:: EXCERPTED RECORDS

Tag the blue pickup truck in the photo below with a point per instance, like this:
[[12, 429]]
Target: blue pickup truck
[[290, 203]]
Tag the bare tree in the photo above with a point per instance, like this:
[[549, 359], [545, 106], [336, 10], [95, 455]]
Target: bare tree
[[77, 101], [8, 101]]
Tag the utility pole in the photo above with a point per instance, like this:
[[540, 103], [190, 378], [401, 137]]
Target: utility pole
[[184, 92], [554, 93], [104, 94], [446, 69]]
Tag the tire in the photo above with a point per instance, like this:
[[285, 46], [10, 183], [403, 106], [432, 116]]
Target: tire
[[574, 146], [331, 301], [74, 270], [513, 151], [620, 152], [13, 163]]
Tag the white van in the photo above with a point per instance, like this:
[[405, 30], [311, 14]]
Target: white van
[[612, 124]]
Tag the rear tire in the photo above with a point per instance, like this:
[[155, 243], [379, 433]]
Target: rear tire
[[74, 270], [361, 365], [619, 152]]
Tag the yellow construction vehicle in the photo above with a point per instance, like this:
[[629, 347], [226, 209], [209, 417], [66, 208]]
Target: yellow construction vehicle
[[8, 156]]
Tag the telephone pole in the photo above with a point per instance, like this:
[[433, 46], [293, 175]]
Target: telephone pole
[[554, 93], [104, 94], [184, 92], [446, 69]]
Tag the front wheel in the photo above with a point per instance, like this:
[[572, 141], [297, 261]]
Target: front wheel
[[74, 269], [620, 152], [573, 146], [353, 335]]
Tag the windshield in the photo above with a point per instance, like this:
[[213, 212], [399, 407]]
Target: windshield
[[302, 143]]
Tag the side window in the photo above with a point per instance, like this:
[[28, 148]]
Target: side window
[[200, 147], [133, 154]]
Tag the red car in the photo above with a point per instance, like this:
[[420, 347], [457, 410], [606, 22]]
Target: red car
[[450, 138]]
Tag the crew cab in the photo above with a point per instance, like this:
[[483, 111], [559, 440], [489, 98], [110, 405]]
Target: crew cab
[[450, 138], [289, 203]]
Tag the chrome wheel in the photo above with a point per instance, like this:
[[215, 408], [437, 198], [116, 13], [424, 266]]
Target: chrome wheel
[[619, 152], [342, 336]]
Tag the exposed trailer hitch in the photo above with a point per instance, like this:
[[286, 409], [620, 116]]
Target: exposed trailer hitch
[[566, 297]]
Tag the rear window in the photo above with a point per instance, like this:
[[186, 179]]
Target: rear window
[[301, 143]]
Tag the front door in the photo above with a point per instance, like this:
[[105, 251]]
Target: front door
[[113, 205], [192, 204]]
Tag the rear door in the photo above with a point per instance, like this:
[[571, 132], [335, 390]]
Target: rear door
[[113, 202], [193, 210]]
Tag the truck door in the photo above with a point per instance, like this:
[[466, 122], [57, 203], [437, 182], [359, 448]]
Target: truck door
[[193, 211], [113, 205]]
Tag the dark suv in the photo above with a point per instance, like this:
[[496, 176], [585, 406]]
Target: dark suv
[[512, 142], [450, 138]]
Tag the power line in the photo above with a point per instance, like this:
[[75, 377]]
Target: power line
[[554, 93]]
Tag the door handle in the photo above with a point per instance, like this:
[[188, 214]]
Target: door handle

::::

ACTIVITY: Every line of the listing above that contains "handle" is to be copied.

COMPLETED EXERCISE:
Tag the door handle in the photo above with a point per instance, like this:
Target: door handle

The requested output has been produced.